> [EXERCISE DIRECTIONS]: Resume the article below on the AMTRA Mystery Shopper findings, carrying it on from its final sentence.

> [TEXT SEGMENT]:
========

Initial findings of latest AMTRA Mystery Shopper exercise reveal improvements in AMTRA SQP performance
Having completed a second Mystery Shopper exercise following the pilot project in 2016, AMTRA are encouraged by early results from the comprehensive survey into in the in-house performance of AMTRA SQPs, while recognising there is still room for improvement across all distribution channels.
The Phase II study, to assess AMTRA SQP performance in-store at the point of product purchase, involved visits to 60 registered premises where AMTRA SQP are located. Of these, 30 were farm or country-store premises, 10 equine-related businesses, 10 pet stores and a further 10 veterinary practices, allowing for a good representative ratio.
Visits were carried out by trained shoppers with appropriate species skills, and they were given a realistic scenario to follow, to get a ‘typical’ conversation in-store. Unlike the 2016 pilot, the second phase of research, undertaken between September and October 2018, saw shoppers follow the transaction all the way through to purchase, where directed to by the SQP.
Stephen Dawson, secretary general of AMTRA, who had commissioned the survey, explains, “At this stage we are still disseminating and analysing the findings of the latest phase of the survey, and comparing this to performance results in 2016.
“It is clear that there have been improvements, most noticeably within the farm and livestock sector, in terms of establishing individual animal circumstances, and we’re encouraged by the extent to which resistance is now part of most conversations. However, it is important to reinforce this message, and ensure AMTRA SQPs are following protocol for all transactions.”
The study shows some noticeable increases in the information collected regarding farm animals to be treated, including previous treatments. The equine sector demonstrates better results in collecting both customer and species details. Performance in veterinary practices was generally the weakest sector and this is something we collectively need to address.

========

> [GIVEN INFORMATION]:
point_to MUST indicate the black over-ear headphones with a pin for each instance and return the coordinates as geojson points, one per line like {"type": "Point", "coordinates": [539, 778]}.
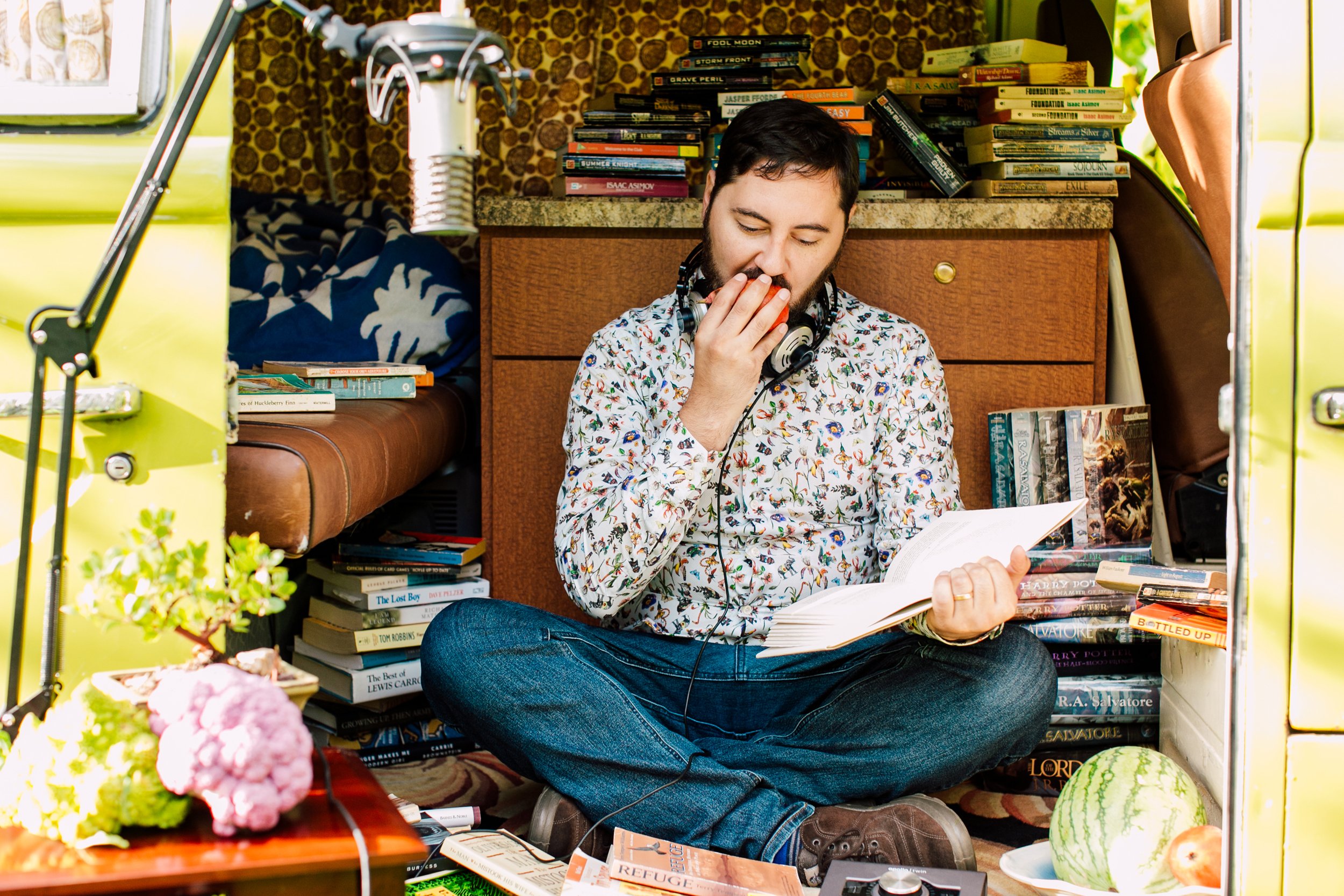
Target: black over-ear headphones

========

> [SOLVED EXERCISE]:
Disappointingly, and despite AMTRA’s campaign to raise awareness and provide SQPs and SQP premises with the tools to raise awareness, the report did find that across the board SQPs were difficult to identify. Very few wore name badges and there were no boards displaying details of the ‘in-store SQP’ on duty on that given day.
“We would like to see greater understanding of the role of the SQP and respect for them from customers. That can only be helped if AMTRA SQPs are identifiable and their actions traceable,” continues Mr Dawson. “AMTRA ID badges and lanyards are an easy way for SQPs to identify themselves, and other materials are available from the AMTRA head office team to explain the role of the SQP.
“Perhaps this does lead-in to our recent survey as we explore how accurately the term ‘SQP’ or ‘Suitably Qualified Person’ describes the role. What is absolutely clear, developing the profile of the SQP in-store and raising awareness amongst customers will not only improve performance in the supply and prescription of animal medicines, but could also generate additional sales opportunities.”